_SOURCE_

He is seeing other injustices take place and I wanted to create a character who would because of the identification with the people concerned through his cousin and his mother’s family would actually feel.  I know what this shit is about mate but would also feel I have a duty to do this? And as I wrote it became more clear of Cashin,, and I hate to say it, he is in the process of trying to  heal himself in this book and there is also a bit of redemption about the whole thing.  I mean those are terrible clichéd things to say but I didn’t start off wanting to do that but it was just as I wrote it became more and more clear that was what the book was doing to me.  I didn’t set out with any ideas of what he really was as a person that just emerged in writing, because once I introduced his family then things became more complex.

 

Ayo:                Have we seen the last of Joe Cashin?

_SET PROBLEM_
Carry on the interview about the character Joe Cashin past its last line. The listing that comes next isn't needed.

_RAW DATA_

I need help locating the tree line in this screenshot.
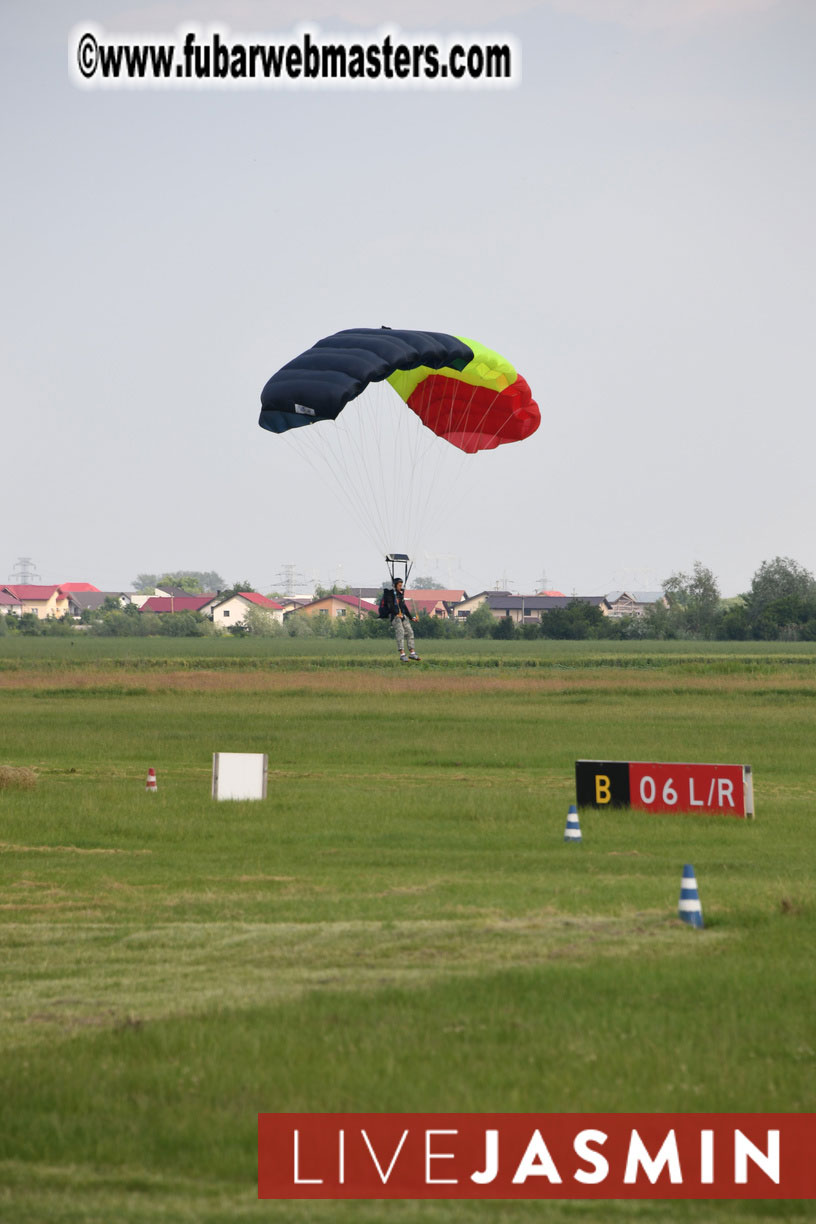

_ANSWER FOR THIS EXERCISE_
Peter:              I hope to do a trilogy of which The BrokenShore will be the first one and the next one is called Truth and it is set in the city and it involves Inspector Valani the acting head of homicide who is Joe’s friend; but not an uncritical friend of Joe’s.  He is an interesting character: he is from a migrant Italian background, but a very Australian background because his father is not first generation migrant.  His father is, in fact, an Australian soldier.  There are lots of Australian’s of Italian descent who go back six, seven generations; that’s not unusual at all.  But I wanted him to have a complex family life, I wanted him to see City Hall, I wanted to see the corruption, I wanted to see what power does, I wanted to see how politics and power and policing actually intersect in the person of Valani and Joe makes an appearance in it but he is just a subsidiary character.  Then we have to see how the book goes, whether anybody likes it.  If there is any future in it at all.  In which case I might think whether these people going to handle another man in pain and the dogs.  Anthony Cheetham said to me are there any dogs in this one? I said no, no dogs and he said just one dog.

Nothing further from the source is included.